§ EXCERPTED PASSAGE:
· · · · · · ·

I love Algebra, I love rigor, yet nonetheless I love the rainforest. I'd venture that most of us general practitioners tread a super-wide middle ground, using just about anything from posters to proof in order to reach a wide variety of students and to give them the background for a variety of futures.
The posts on this list, although sometimes taking extreme positions, have given me a lot of food for thought and have spurred me into re-thinking the decisions I make about what's important for my students. That can't be bad, but I've seen the harm done by teachers who adopt one extreme or the other. For example, from the reform camp, middle school students, cooperatively grouped and armed with pocket calculators have designed and built "Marsville", a simulated colony on a hostile planet. This project made the newspapers and the principal's A-list. It was "interdisciplinary" (the buzzword that will get you far in my district, these days), interactive, and children were apparently happy and working hard on something. If you ask them later, though, to add 1/2 and 1/3, it's a good bet that you'll get 2/5 for an answer...

· · · · · · ·

[Excerpts from point annotation data]
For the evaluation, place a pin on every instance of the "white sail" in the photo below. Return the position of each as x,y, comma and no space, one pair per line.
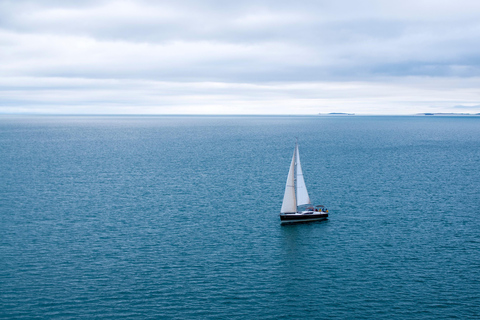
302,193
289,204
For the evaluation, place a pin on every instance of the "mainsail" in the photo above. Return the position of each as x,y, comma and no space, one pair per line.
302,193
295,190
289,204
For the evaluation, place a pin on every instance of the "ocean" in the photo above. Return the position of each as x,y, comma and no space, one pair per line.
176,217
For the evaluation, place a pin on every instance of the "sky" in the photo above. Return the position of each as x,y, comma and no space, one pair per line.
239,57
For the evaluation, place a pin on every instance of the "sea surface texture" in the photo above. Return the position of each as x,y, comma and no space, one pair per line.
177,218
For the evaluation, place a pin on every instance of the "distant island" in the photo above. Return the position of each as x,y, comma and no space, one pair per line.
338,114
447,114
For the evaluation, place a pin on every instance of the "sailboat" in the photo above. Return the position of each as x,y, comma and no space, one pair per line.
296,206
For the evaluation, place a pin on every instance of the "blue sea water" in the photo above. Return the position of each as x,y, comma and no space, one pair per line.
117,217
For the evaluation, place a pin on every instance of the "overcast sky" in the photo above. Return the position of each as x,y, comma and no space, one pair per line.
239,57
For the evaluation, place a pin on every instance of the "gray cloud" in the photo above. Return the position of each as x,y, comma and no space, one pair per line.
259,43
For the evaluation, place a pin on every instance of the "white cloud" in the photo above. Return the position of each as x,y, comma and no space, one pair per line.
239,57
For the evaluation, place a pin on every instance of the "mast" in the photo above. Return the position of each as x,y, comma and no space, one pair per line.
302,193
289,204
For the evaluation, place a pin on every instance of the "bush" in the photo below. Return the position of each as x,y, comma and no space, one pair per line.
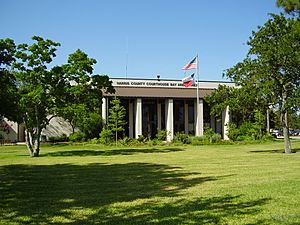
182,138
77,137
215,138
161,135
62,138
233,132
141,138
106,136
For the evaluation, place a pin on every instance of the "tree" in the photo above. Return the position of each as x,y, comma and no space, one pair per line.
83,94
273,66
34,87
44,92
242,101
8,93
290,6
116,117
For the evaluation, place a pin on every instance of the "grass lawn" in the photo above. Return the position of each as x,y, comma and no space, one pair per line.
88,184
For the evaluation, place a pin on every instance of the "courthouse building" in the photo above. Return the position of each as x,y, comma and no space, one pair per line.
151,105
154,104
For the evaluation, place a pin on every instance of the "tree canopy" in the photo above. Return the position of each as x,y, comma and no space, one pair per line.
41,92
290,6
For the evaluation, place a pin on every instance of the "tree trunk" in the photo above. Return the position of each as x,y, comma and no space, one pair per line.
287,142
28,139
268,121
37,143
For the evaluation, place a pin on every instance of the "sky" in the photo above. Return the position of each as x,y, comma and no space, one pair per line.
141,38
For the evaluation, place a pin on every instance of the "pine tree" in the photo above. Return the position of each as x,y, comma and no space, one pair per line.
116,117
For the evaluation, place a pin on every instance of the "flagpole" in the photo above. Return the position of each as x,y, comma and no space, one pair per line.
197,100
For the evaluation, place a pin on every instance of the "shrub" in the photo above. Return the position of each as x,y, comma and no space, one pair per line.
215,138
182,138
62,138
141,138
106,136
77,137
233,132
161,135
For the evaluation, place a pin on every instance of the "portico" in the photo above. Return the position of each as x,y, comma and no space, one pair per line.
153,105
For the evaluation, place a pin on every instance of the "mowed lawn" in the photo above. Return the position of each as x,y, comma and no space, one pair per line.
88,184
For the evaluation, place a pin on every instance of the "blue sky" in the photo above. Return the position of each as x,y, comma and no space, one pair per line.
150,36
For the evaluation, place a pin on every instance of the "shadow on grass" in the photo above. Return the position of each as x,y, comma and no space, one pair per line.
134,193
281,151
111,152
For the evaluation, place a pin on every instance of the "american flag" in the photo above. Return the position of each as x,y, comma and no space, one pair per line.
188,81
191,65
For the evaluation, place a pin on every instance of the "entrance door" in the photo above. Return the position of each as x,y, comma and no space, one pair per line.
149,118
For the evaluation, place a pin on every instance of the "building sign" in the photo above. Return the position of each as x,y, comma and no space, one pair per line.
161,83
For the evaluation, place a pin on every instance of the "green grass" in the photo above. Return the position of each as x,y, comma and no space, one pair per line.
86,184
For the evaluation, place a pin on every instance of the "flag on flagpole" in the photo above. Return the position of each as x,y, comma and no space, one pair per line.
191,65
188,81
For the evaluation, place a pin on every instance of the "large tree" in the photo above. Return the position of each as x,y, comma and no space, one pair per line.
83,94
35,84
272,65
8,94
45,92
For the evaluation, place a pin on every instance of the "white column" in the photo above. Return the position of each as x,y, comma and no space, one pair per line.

· · · · · · ·

§ INSTRUCTIONS TO FOLLOW: In the passage on teaching math, copy word for word the part that opens with the words containing "I love Algebra, I" and closes with "variety of futures.".

§ IN RESPONSE:
I love Algebra, I love rigor, yet nonetheless I love the rainforest. I'd venture that most of us general practitioners tread a super-wide middle ground, using just about anything from posters to proof in order to reach a wide variety of students and to give them the background for a variety of futures.